Texas stem-cell bill won’t end controversy over safety, efficacy
Published 10:30 am Wednesday, June 7, 2017
- test tube
AUSTIN — Wiping away tears, Rep. Drew Springer made a dramatic speech in the last days of the just-ended legislative session, urging lawmakers to approve “investigational” stem-cell treatments in Texas.
The Muenster Republican told House members that such therapies might offer folks such as his wife, who suffered a spine injury and has for decades used a wheelchair, a chance to walk again.
But critics say that by becoming the first state to approve the procedures, Texas may expose vulnerable patients to snake-oil salesmen instead of opening the door to a better life.
“For non-FDA approved offerings of for-profit clinics that often have no real data behind them and sometimes not even common sense, what are the odds of them being both safe and effective? Near zero,” Paul S. Knoepfler, a professor of cell biology and human anatomy at the University of California Davis School of Medicine said in an email. “I can understand from a patient perspective that more access can seem like a good thing, but going the non-FDA approved route is also very risky and there’s a definite financial reason the clinics like it.”
Gov. Greg Abbott’s office has not yet announced a signing date, but Abbott — a wheelchair user since a 1984 back injury — has signaled his approval of House Bill 810.
Often called “master cells,” stem cells develop into blood, brain, bones and other organs.

• **What you will do**:
(a) Which bill has Gov. Greg Abbott signaled his approval of, according to the stem-cell bill article?
(b) Please print the stem-cell bill article word for word from "Texas stem-cell bill" to "a better life.".

Dataset entries:
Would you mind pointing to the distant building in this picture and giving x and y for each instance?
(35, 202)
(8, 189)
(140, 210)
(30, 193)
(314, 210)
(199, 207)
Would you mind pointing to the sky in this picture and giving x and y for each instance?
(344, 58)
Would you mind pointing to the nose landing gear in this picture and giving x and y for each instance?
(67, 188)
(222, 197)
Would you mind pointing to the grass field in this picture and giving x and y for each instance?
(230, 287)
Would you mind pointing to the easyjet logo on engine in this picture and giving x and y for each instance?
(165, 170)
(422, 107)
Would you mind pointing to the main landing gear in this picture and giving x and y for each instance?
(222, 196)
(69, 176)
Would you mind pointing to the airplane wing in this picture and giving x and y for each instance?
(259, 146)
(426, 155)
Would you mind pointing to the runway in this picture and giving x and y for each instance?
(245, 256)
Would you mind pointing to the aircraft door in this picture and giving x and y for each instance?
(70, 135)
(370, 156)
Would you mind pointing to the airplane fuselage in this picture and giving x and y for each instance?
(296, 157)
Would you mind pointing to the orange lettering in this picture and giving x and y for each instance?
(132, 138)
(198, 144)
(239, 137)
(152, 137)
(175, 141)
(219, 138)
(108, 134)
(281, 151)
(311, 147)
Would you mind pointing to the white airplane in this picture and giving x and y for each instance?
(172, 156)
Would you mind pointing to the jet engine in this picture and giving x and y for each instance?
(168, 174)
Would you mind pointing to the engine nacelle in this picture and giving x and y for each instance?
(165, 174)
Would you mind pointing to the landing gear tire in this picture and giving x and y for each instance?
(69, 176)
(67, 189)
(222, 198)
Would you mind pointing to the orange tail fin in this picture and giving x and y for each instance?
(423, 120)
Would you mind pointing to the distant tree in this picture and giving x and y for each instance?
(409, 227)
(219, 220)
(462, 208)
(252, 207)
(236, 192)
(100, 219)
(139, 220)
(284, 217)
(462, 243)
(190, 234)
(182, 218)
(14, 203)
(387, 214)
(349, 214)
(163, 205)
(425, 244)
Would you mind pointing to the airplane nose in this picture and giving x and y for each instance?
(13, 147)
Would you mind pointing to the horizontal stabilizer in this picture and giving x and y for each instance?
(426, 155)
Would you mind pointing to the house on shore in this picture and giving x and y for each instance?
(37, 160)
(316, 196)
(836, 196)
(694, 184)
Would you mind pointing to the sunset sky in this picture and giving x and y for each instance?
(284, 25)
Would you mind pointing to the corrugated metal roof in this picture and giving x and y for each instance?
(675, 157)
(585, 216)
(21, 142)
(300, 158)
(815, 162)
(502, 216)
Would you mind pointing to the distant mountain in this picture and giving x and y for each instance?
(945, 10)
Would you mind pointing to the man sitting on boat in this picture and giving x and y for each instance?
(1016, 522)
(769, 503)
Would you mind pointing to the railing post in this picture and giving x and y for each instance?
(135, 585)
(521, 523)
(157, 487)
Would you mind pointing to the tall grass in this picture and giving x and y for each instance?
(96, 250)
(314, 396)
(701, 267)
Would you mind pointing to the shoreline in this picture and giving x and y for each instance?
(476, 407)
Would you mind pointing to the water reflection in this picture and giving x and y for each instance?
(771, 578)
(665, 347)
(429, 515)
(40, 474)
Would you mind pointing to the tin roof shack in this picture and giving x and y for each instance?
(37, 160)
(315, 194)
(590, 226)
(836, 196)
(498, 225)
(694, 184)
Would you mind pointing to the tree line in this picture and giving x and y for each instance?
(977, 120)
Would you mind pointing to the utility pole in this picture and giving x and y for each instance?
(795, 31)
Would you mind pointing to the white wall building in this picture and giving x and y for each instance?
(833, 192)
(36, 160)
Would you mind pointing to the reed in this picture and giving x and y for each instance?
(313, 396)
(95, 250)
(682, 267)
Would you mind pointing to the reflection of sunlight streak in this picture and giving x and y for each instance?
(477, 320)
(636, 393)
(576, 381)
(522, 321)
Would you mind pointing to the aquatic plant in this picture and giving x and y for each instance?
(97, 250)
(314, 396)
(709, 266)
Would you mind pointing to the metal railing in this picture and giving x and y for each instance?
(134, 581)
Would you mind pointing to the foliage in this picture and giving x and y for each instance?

• **Numbered responses**:
(a) House Bill 810.

(b)
Texas stem-cell bill won’t end controversy over safety, efficacy
Published 10:30 am Wednesday, June 7, 2017
- test tube
AUSTIN — Wiping away tears, Rep. Drew Springer made a dramatic speech in the last days of the just-ended legislative session, urging lawmakers to approve “investigational” stem-cell treatments in Texas.
The Muenster Republican told House members that such therapies might offer folks such as his wife, who suffered a spine injury and has for decades used a wheelchair, a chance to walk again.
But critics say that by becoming the first state to approve the procedures, Texas may expose vulnerable patients to snake-oil salesmen instead of opening the door to a better life.